## [Data extracts]
»»
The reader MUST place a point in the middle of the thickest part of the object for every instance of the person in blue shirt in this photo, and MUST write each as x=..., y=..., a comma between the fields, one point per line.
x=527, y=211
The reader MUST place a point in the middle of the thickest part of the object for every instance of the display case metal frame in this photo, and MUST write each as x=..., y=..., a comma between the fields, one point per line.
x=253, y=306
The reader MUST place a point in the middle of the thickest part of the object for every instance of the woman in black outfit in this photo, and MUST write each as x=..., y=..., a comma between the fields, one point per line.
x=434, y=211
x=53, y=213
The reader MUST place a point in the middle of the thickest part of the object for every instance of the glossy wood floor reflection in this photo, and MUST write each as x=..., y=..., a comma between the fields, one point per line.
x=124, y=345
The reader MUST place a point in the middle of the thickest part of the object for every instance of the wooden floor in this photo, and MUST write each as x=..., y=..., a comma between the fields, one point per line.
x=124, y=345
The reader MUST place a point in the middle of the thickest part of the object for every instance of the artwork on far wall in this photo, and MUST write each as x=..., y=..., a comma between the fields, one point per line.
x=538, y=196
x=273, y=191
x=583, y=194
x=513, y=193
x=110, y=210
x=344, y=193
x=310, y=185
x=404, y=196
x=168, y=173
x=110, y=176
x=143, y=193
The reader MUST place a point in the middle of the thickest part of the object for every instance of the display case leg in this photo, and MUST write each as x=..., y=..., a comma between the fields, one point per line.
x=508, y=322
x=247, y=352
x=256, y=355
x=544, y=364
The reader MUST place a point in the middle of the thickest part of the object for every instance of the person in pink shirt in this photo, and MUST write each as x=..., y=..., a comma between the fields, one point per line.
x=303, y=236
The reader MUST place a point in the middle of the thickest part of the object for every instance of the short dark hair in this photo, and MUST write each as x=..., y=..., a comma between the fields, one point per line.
««
## [To do]
Up to the line containing "person in pink", skip everything; from that line through the last line above, return each line exactly.

## [Result]
The reader MUST place a point in the middle of the thickest part of the object for every instance of the person in pink shirt in this photo, and MUST write each as x=..., y=..., a comma between the fields, one point per line.
x=303, y=236
The reader MUST place a point in the middle of the thickest part of the object for every instance of the short dark hair in this photo, and MUST write each as x=..., y=..., a comma between the fields, one point per line.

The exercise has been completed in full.